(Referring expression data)
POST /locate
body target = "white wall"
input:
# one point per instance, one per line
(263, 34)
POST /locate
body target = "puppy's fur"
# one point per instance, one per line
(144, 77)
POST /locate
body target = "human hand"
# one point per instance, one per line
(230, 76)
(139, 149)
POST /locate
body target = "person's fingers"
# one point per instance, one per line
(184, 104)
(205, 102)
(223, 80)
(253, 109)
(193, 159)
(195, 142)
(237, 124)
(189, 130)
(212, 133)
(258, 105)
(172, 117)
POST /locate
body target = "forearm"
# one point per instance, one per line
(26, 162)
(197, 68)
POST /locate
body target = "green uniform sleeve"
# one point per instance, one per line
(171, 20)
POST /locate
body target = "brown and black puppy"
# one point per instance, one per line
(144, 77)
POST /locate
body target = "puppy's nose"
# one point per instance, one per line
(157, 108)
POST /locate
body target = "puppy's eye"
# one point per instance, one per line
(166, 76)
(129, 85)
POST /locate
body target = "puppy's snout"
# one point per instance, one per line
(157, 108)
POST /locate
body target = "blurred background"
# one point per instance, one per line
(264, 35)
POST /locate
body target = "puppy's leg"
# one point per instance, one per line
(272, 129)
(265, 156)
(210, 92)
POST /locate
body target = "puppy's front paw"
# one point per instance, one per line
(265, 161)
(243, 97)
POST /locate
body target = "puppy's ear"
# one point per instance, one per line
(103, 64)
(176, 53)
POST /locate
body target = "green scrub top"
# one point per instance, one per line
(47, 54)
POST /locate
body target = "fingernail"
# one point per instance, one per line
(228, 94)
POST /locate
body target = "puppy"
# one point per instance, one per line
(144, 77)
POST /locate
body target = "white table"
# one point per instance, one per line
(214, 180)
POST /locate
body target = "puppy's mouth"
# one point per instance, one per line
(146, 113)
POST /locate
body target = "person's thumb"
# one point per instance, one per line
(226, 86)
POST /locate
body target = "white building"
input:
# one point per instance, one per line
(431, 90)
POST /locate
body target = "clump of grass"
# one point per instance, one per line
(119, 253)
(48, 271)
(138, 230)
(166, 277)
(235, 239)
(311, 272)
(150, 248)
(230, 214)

- About this task: In the entries above, find lines with "puppy" and copy each.

- The completed task:
body target = "puppy's fur"
body target = "brown and black puppy"
body target = "puppy's nose"
body target = "puppy's eye"
body target = "puppy's snout"
body target = "puppy's leg"
body target = "puppy's front paw"
body target = "puppy's ear"
body target = "puppy"
body target = "puppy's mouth"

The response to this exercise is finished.